GIVEN EXERCISE A: List every person whose words the article on the U.S. women's hockey world title quotes directly.

The U.S. now goes into the Olympic year as the clear favorite for gold in PyeongChang, boosted by its recent labor deal with USA Hockey, struck three days before this tournament began on the threat of boycott.

“We had a short training camp, but I think that negotiation created a bond that’s unbreakable among this group,” said Knight, who upon the boycott threat last month said she would have skipped the Olympics under the same circumstances.

Beware. The U.S. also won the 2005, 2009 and 2013 World titles, but Canada earned Olympic gold each of the following years, including in the compelling 2014 Olympic overtime final. Their rivalry is so close that the two nations played into overtime at five of the last seven gold-medal-games between the Olympics and worlds.

“You never want to hear another person’s anthem,” Canada coach Laura Schuler said, according to the Canadian Press.

Defenseman Kacey Bellamy scored the first two U.S. goals in her 37th career world championship game on Friday. She had scored two goals total in her previous 36 worlds games.

Goalie Nicole Hensley, in her first gold-medal-game start, hunkered down after allowing a goal on Canada’s first shot, 61 seconds in. Hensley stopped 28 of the next 29 shots after blanking Canada in group play one week ago. A full box score is here.

Knight recorded her 62nd and 63rd career worlds points, moving past Jenny Potter for second on the U.S. list behind Cammi Granato‘s 78.

Knight, a two-time Olympic silver medalist, was world tournament MVP in 2015 and 2016 and also scored a gold-medal-game winner against Canada in 2011. She reportedly considered retiring after the Sochi Olympics at age 24.

“She comes up big when you need her, and the moment is huge,” Bellamy said, according to media in Plymouth.

Bellamy has played in every Olympics and world championship since 2008, developing into a physical shot blocker rather than an offensive creator. Her work ethic was likely honed by her upbringing. Bellamy’s parents averaged 40,000 miles per year on their cars while making significant financial sacrifices for their three hockey-playing kids.

Bellamy’s goals came with the aid of the U.S.’ top line of forwards. Kendall Coyne and Brianna Decker assisted on her first-period tally. Knight and Decker had the helpers in the third period.

Hensley was a revelation in the weeklong tournament. All three U.S. goalies received a start in group play, as is tradition for the team, but Alex Rigsby was believed to be the No. 1 entering worlds. New U.S. coach Robb Stauber refused to name a favorite, though.

THE INPUT:
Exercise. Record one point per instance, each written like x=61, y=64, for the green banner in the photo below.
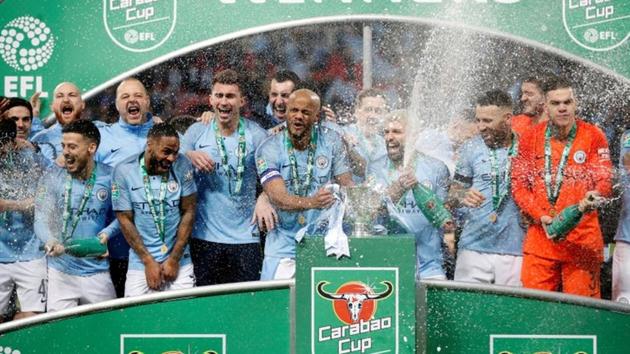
x=95, y=43
x=255, y=321
x=469, y=318
x=362, y=304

GIVEN EXERCISE B: Turn every line of the records above into a numbered list, skipping blank lines and leaving out the pictures.

COMPLETE RESPONSE A:
Knight
Laura Schuler
Kacey Bellamy

COMPLETE RESPONSE B:
1. Exercise. Record one point per instance, each written like x=61, y=64, for the green banner in the photo below.
2. x=95, y=43
3. x=255, y=321
4. x=469, y=318
5. x=362, y=304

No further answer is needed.